- WHAT NEEDS TO BE DONE
What follows are records. Restate all of them word for word.

_ _ _

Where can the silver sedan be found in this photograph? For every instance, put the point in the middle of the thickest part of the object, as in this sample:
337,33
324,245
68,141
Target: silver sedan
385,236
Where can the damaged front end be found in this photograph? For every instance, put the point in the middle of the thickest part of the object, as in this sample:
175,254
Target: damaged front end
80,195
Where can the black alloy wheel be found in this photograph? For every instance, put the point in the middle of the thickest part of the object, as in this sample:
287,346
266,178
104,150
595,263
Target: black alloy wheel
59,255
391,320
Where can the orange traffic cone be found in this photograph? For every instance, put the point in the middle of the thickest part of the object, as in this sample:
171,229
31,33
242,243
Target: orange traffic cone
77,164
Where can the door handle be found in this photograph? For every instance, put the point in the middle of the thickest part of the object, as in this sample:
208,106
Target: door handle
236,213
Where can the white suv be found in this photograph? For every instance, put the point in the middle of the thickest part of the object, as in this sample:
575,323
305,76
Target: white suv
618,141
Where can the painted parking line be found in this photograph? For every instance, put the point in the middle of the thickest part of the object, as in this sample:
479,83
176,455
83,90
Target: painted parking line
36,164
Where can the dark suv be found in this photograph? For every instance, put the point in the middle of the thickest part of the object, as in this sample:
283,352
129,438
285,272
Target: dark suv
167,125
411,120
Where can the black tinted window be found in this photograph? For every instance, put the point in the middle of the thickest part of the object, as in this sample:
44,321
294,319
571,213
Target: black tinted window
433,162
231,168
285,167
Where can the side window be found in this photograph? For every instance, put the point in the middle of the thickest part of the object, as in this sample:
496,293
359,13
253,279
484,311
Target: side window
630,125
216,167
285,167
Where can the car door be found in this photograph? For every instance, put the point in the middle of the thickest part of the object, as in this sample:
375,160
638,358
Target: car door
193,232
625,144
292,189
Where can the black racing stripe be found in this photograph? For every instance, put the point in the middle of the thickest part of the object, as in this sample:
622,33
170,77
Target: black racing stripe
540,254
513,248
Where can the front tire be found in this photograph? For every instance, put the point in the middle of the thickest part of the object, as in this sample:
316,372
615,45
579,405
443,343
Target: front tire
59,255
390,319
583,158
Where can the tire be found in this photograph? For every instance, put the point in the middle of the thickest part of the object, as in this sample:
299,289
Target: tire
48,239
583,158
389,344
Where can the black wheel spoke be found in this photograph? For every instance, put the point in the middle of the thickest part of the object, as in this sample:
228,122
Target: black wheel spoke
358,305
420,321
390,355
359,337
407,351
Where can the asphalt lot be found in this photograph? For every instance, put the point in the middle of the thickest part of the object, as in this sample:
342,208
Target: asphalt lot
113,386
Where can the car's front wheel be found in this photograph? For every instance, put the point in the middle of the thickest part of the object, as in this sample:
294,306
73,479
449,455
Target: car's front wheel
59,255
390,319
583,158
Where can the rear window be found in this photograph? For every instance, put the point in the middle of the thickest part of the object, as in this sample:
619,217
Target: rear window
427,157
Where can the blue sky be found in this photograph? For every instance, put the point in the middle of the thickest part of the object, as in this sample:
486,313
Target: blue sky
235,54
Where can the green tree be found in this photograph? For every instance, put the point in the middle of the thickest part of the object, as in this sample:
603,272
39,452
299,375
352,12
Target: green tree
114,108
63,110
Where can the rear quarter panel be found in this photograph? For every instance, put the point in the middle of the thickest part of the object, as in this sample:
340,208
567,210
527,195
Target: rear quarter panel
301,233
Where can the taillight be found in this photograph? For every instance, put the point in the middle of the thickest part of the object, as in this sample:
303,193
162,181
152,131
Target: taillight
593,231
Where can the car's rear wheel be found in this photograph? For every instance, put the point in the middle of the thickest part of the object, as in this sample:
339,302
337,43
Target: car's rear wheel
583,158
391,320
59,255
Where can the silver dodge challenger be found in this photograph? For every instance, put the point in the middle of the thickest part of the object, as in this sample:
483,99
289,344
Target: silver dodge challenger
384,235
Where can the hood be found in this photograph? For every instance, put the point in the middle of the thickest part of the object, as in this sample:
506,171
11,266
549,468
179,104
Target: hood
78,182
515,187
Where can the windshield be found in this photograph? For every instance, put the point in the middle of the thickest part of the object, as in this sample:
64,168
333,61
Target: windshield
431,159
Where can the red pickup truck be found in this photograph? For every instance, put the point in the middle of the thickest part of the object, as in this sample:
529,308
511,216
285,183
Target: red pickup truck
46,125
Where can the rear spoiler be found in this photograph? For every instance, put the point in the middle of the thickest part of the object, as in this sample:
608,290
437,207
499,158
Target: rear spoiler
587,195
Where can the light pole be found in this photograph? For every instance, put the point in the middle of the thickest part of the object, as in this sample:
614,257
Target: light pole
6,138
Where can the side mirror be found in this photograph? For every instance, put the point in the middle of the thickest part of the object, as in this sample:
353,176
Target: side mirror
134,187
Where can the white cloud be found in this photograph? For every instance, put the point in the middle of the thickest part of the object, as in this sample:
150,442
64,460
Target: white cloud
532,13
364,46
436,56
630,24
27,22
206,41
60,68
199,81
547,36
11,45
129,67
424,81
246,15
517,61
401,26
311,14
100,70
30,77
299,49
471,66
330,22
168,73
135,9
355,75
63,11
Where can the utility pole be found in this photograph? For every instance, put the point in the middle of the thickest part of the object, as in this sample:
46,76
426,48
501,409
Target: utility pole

_ _ _

- TASK OUTPUT
Where can the silver sedan be found in this photograph? For every instance, put the point in the middle of the thickest part of the object, as in this sample:
337,33
324,245
68,141
Target: silver sedan
385,236
Where can the damaged front end be found in this photograph? For every instance, put the point in the middle of the thickest part of the object, as in this sample:
175,254
Target: damaged front end
80,195
Where can the black alloy wheel be found in this photograph? For every instance, put the point in the middle of the thickest part of the object, as in this sample:
287,346
266,178
104,150
595,263
Target: black alloy wheel
59,255
391,320
Where can the orange traffic cone be found in this photograph? For every instance, put the point in the middle of the thickest part of the object, as in this sample:
171,229
31,33
242,243
Target: orange traffic cone
77,164
Where can the door handle be found in this photograph? For every instance, put the point in the middle of the thickest part of the object, as in this sample:
208,106
Target: door handle
236,213
Where can the white suv be found in this photograph? For every instance, put the point in the middle of the thickest part of the object, as in this sample:
575,323
305,76
Target: white suv
618,141
Where can the painted parking line be found in this photograph? For every instance, put the point in the middle of the thickest part of the object, as in this sample:
479,83
176,455
83,90
Target: painted parking line
36,164
Where can the dark suv be found in this photograph? For every instance, put the point in the middle of the thickest part of the object, as in this sample:
283,352
129,438
285,272
Target: dark suv
167,125
411,120
Where can the black tinted window be found in this photograph? For every instance, put the point in the middle of the thickest part of the object, as in this sample:
44,321
294,319
571,213
Target: black tinted window
433,162
231,168
285,167
Where can the side window be found in this photograph? For every instance, put the point in the middle of the thickest part of the object, as in this sample:
496,293
359,13
253,279
484,311
Target: side window
630,125
216,167
285,167
Where can the car door be found in this photograph? For every instance, put the point in the middle of the thickest part of the object, as in this sample:
375,160
638,358
Target: car door
193,232
625,144
292,189
Where can the black racing stripe be found in this photograph? For every instance, put the point in the middle of the thickest part of the object, as in this sample:
622,33
170,77
Target: black racing stripe
540,254
513,248
Where can the front tire be found in this photograph? For every instance, put the point in the middle of the thickest part of the object, as in this sample:
316,372
615,45
579,405
443,343
Target: front tire
59,255
390,319
583,158
Where can the tire be found in this photograph? For every instance, put the point in the middle of the thickest part of the object, as in this sample:
299,289
Target: tire
48,239
583,158
389,344
Where can the black wheel spoke be found in this photograph? For every instance, put the point in the middle of the thickest part of the object, as in this sample:
228,122
Target: black wheel spoke
358,305
420,321
390,355
359,337
407,351
Where can the asphalt lot be found in this photograph? For every instance, put the point in the middle of the thickest part of the object, as in this sample:
342,208
Target: asphalt lot
113,386
Where can the car's front wheel be found in this photograph? For every instance, put the point in the middle of the thickest part of the object, as in this sample:
294,306
73,479
449,455
Target: car's front wheel
59,255
390,319
583,158
Where can the rear window be found in this photograph? For every instance, put the point in the middle of the thickest part of the object, as in this sample:
619,217
Target: rear window
427,157
Where can the blue sky be found in this photograph? For every instance, put the point in the middle of the thickest part of the object, as in this sample:
486,313
Target: blue sky
235,54
Where can the green tree be found in this photograph? For every instance, put the point in the middle of the thickest part of the object, as in this sample:
603,272
39,452
299,375
352,12
Target: green tree
114,108
63,110
Where can the rear quarter panel be found in this photograph? For every instance, put the point in the middle of the thickest part of the object, as in this sample:
340,208
567,210
527,195
Target: rear quarter panel
301,233
Where can the taillight be found in this photograph? For every instance, put the point in the middle of the thickest part of the object, as in this sample:
303,193
162,181
152,131
Target: taillight
593,231
Where can the car's rear wheel be found in this photograph? For every instance, put the point in the middle of the thickest part of the object, as in this sample:
339,302
337,43
Target: car's rear wheel
583,158
391,320
59,255
Where can the silver dodge challenger be found in this photograph? For every instance, put the point in the middle of the thickest part of the object, as in this sample:
483,99
289,344
Target: silver dodge challenger
384,235
Where can the hood be found in this photograph? For every instance, put the point in the middle of the thickest part of the object, as in this sample:
506,171
11,266
549,468
179,104
Target: hood
78,182
515,187
Where can the windshield be found in this photograph? For every instance, put the point in the middle of the thickest part of the object, as in this sample:
64,168
333,61
Target: windshield
431,159
Where can the red pickup truck be found in this photograph? For every instance, put the point in the middle of the thickest part of the object, as in this sample:
529,308
511,216
285,183
Target: red pickup truck
46,125
Where can the rear spoiler be found in this photograph? For every instance, put the point in the middle of the thickest part of the object, as in this sample:
608,290
437,207
499,158
Target: rear spoiler
587,195
Where can the light pole be found in this photograph? For every instance, put the point in the middle of the thickest part of the object, as in this sample:
614,257
Target: light pole
6,138
Where can the side mirror be found in this photograph? For every instance, put the point in the middle of the thickest part of the object, as in this sample:
353,176
Target: side mirror
134,187
Where can the white cloud be found in this photograph? For every instance, put the point in the middle of the thickest part of the object, as in this sample:
150,442
64,460
Target: white cloud
532,13
364,46
436,56
630,24
27,22
206,41
60,68
199,81
547,36
11,45
129,67
424,81
246,15
517,61
401,26
311,14
100,70
30,77
299,49
471,66
330,22
168,73
135,9
355,75
63,11
Where can the utility pole be found in this photograph? For every instance, put the point in the middle of the thickest part of the object, as in this sample:
46,76
426,48
501,409
Target: utility pole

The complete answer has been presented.